■ SOURCE:
————

Nit, s/V2/V3/ in this ReleaseBlobV3 function comment.

>diff --git a/auslib/test/admin/views/test_releases.py b/auslib/test/admin/views/test_releases.py
>@@ -349,17 +349,17 @@ class TestReleasesAPI_JSON(ViewTest, JSONTestMixin):
>         data = json.dumps(dict(complete=dict(filesize=435)))
>         ret = self._put('/releases/a/builds/p/l', data=dict(data=data, product='b', version='a'))
>         self.assertStatusCode(ret, 400)

This one (testLocalePutCantChangeProduct) will be passing because we return 400 for missing schema_version, rather than permissions. So probably should add more schema_version=1 around the place to avoid this.
Attachment #8436083 - Flags: feedback?(nthomas) → feedback+
(In reply to Ben Hearsum [:bhearsum] from comment #10)
> This passes tests but it probably needs additional unit tests, and I
> haven't tested it on a running Balrog instance yet. I'm throwing it up
> mainly because I want to see if you're okay with the minimal approach I'm
> taking in AUS.py. I haven't spent any time thinking about how to make that
> better because I _think_ that code is moving/being rewritten when the XML
> generation moves to the blobs. 

That sounds fine to me. I didn't notice any test gaps as I read, but they're often hard to spot. Checking code coverage may help.

————

■ JOBS:
**A.** In the Balrog review thread, shorten the paragraph that begins "This one (testLocalePutCantChangeProduct)" while keeping its main facts.
**B.** Pick up the Balrog review thread after its last sentence and write a few more lines.

————

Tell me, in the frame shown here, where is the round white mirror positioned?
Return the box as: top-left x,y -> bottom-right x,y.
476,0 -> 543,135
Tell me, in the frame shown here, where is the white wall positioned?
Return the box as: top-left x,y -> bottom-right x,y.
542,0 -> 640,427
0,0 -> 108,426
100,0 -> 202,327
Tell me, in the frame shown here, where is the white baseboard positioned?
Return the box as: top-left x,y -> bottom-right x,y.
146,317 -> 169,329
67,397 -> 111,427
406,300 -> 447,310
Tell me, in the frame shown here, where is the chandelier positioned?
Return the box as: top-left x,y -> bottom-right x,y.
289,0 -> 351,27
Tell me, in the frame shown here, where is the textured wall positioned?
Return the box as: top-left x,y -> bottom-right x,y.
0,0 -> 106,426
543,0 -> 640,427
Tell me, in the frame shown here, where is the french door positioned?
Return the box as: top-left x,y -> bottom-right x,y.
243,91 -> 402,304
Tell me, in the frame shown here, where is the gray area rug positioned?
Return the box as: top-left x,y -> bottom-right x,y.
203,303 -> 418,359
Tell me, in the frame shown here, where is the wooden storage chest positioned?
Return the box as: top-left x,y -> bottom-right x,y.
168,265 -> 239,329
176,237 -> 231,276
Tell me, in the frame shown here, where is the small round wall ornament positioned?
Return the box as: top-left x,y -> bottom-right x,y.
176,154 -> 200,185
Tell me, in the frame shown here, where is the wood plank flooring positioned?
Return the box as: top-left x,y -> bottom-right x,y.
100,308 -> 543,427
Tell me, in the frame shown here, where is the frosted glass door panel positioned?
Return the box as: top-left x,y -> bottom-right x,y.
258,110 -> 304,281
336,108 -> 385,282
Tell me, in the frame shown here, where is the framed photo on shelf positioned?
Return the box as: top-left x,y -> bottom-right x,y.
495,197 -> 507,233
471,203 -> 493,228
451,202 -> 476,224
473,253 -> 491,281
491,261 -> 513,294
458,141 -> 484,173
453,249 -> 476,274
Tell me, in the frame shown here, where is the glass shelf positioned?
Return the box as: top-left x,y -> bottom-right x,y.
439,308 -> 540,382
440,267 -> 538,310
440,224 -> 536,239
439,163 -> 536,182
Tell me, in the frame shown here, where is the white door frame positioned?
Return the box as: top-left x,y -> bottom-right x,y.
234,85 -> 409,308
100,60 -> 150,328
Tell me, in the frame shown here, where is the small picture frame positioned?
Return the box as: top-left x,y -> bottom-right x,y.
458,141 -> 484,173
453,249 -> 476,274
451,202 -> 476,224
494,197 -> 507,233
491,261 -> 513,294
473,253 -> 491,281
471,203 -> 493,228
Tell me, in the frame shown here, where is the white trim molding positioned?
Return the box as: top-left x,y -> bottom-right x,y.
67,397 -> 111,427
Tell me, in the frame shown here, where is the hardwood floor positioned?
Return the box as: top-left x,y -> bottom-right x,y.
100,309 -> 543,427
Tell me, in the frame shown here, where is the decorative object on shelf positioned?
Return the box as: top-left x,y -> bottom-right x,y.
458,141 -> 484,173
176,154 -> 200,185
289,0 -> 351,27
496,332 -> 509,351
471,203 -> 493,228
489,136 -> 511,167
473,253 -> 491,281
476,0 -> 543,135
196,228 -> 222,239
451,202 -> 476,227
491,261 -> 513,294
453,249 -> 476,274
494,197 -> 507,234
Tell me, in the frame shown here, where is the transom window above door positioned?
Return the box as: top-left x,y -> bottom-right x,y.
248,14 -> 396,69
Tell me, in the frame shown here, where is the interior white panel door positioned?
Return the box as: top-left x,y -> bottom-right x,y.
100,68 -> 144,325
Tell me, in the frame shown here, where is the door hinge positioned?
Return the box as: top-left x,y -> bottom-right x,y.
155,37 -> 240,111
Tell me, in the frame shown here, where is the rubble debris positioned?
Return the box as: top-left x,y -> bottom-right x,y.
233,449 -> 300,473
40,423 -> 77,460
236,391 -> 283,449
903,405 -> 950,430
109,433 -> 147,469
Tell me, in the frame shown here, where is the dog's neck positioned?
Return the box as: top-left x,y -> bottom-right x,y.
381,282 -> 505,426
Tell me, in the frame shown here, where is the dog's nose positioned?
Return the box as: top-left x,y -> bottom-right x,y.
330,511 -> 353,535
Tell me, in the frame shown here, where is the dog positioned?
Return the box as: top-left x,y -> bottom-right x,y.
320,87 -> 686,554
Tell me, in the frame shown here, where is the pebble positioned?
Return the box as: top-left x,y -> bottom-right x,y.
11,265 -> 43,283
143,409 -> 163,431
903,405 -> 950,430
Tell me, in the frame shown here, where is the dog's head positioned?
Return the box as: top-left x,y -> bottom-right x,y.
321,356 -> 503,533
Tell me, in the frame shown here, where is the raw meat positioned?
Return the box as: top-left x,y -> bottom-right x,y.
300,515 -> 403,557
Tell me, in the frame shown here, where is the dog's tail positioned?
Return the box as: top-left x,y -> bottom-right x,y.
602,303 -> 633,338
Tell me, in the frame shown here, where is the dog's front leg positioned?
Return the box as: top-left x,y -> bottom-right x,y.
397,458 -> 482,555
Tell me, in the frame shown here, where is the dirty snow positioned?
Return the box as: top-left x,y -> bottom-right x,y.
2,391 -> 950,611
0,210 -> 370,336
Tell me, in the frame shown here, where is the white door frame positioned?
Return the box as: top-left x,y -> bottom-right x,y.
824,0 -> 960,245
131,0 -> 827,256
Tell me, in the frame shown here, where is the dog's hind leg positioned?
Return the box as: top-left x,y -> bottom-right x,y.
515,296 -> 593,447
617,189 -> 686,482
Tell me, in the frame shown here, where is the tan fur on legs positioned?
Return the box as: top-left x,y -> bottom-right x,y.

————

■ TASK RESULTS:
**A.** The test testLocalePutCantChangeProduct passes only because a missing schema_version returns a 400, not because of a permissions check. Adding schema_version=1 in more places would prevent this.

**B.**
> ** the v2 and v3 blobs have getApplicationVersion on them because of
> Python's MRO. The root Blob class also has that, so the v2 and v3 ones end
> up calling that one instead of the Mixin's. I'm considered dropping that
> method from the the root Blob (perhaps all of the business logic ones, in
> fact) because they probably won't be compatible with the H264 blob we'll be
> creating soon. What do you think?

getApplicationVersion can probably go away when XML goes onto the blobs, maybe the rest too if they aren't called frequently. Removing it from the root class is fine by me.

> * Minimal rework of partial/complete logic in expandRelease. All of the
> inner code is the same, it's just coping with both blob types by putting
> things in possiblePatches ahead of time and iterating over that.

Does the if/if/if/if structure you used have some advantage over if/elif/elif/elif ?

> * I did the new tests in test_client.py to try and keep them useful after we
> move XML creation logic. However, despite my best efforts (removing the
> error handlers), debugging inner logic like XML generation is still tough
> from that level. I ended up needing to print my way to success when
> debugging. 

This is a bit nasty, and it seems to be worse when running tests than in the actual apps (where we get most of the debug output). Are we missing setting the logging level to debug or summink ?

> We may want to consider putting more tests in test_blob.py
> instead. Or maybe we want both? 

I'm not sure yet, tbh. Most likely need to try the refactoring a bit first.

> I've also been thinking about whether or not
> it makes sense to have aus-data-snapshots tests in addition to
> test_client.py ones.

What would we gain having aus-data-snapshots ?
(Assignee)

Comment 13

3 years ago
Thanks for your great feedback Nick.

(In reply to Nick Thomas [:nthomas] from comment #11)
> >diff --git a/auslib/blob.py b/auslib/blob.py
> >+    # If the blob isn't a dictionary-like or list-like object, it's not valid!
> >+    if (not hasattr(blob, 'keys') or not callable(blob.keys)) and \
> >+       (not hasattr(blob, '__iter__') or not callable(blob.__iter__)):
> 
> Did you consider 'not isinstance(blob, dict)' and so on here ?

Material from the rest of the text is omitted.